## Problem requirements
How many lines in the listing below contain the word "cabinet"? Reply with the number alone.

## Entries shown
################
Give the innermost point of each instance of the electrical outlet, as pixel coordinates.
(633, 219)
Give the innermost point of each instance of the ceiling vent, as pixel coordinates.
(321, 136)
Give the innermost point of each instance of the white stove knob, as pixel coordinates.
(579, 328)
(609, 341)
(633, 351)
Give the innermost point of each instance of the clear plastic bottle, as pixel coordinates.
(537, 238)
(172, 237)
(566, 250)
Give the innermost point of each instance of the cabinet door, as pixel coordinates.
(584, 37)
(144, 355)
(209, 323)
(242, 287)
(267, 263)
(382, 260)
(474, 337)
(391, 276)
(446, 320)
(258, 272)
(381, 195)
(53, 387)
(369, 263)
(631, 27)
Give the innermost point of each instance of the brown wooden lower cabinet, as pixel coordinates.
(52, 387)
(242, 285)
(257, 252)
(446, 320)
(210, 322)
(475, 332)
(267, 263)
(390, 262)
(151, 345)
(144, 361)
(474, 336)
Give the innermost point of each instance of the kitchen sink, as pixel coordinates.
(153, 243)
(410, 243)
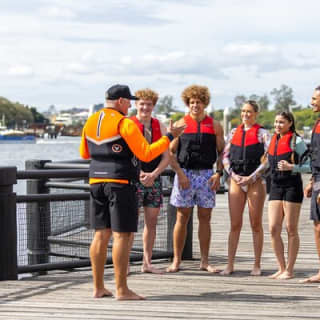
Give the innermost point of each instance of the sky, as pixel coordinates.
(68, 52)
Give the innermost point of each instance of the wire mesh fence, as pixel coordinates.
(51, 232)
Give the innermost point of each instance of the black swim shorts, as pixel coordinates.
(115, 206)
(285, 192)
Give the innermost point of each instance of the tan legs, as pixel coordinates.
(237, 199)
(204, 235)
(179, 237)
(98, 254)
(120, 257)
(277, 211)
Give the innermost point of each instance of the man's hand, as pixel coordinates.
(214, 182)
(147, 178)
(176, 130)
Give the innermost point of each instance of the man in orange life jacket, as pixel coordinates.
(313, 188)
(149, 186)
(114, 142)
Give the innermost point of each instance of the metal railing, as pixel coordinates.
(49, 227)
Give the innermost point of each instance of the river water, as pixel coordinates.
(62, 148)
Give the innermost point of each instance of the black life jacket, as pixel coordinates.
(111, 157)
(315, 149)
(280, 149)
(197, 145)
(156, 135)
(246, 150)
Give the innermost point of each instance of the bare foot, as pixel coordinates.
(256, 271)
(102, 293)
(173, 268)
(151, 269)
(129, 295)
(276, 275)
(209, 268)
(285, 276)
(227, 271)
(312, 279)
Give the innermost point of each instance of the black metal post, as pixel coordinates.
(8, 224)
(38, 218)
################
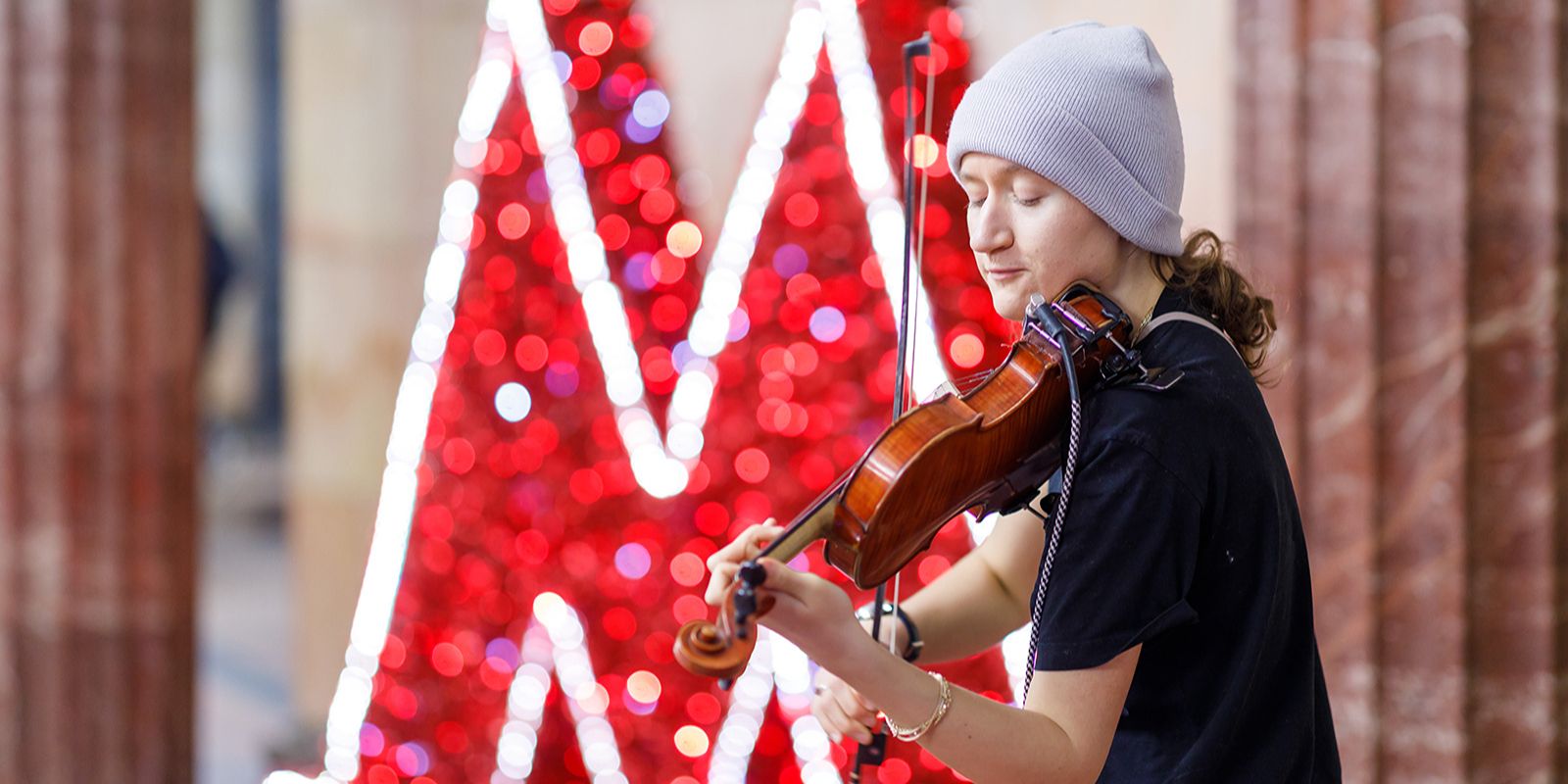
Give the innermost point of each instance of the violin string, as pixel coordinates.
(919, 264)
################
## Answer to the task
2